| GIVEN PASSAGE |
= Elias Davidsson =

Icelandic composer (1941–2022)

Elias Davidsson (Icelandic spelling Elías Davíðsson; born Elias Kahn, 23 January 1941 - 7 April 2022) was an Icelandic composer, 9/11 truther and conspiracy theorist author.

== Biography ==
Elias Davidsson was born in Palestine to German Jewish parents who had emigrated from Germany in 1931 and 1935 respectively (he later replaced his original surname with the patronym Davidsson, in accordance with Icelandic naming conventions). Davidsson grew up in Tel Aviv and Jerusalem. Temporarily, he lived in France until he finally moved to Iceland in 1962 and became an Icelandic citizen. He studied piano and composition in Cologne, Freiburg and Basel. He worked as a programmer for 22 years. Davidsson lived in Germany since 2008. In 2022 he lived in Kirchen (Sieg). He died on 7 April 2022 in Germany.

== Music ==
While living in Iceland, Davidsson began composing avant-garde computer-assisted music. In 1976, his Piano Trio (with percussion) was performed at the Nordic Music Days in Reykjavík. This was followed by Landslög, a Fantasy based on Icelandic folk tunes. With Cheetahs, Impotent he presented a work for musical theatre. Subsequently, Elias Davidsson devoted himself increasingly to studying pieces for the piano. These include the Græna bókin ("Green Book") with 36 solo pieces for piano, a collection of cello duets and the 18 piano duets The Red Carousel - Das Rote Karussell. Elias Davidsson plays accordion and lithophone in addition to piano.

| DATA EXCERPT |
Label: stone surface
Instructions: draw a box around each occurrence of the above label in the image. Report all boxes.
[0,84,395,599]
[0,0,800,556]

| PROBLEM 1 |
In what year did Davidsson move to Iceland, according to the Elias Davidsson article?
| PROBLEM 2 |
Rewrite the Elias Davidsson article from "Elias Davidsson (Icelandic" through "conspiracy theorist author.", changing "composer" to "musician".
| PROBLEM 3 |
Which instruments does the Elias Davidsson article say he plays?
The lines play no part in this work.

| WRITTEN SOLUTION 1 |
He moved to Iceland in 1962.

| WRITTEN SOLUTION 2 |
Elias Davidsson (Icelandic spelling Elías Davíðsson; born Elias Kahn, 23 January 1941 - 7 April 2022) was an Icelandic musician, 9/11 truther and conspiracy theorist author.

| WRITTEN SOLUTION 3 |
Accordion, lithophone, piano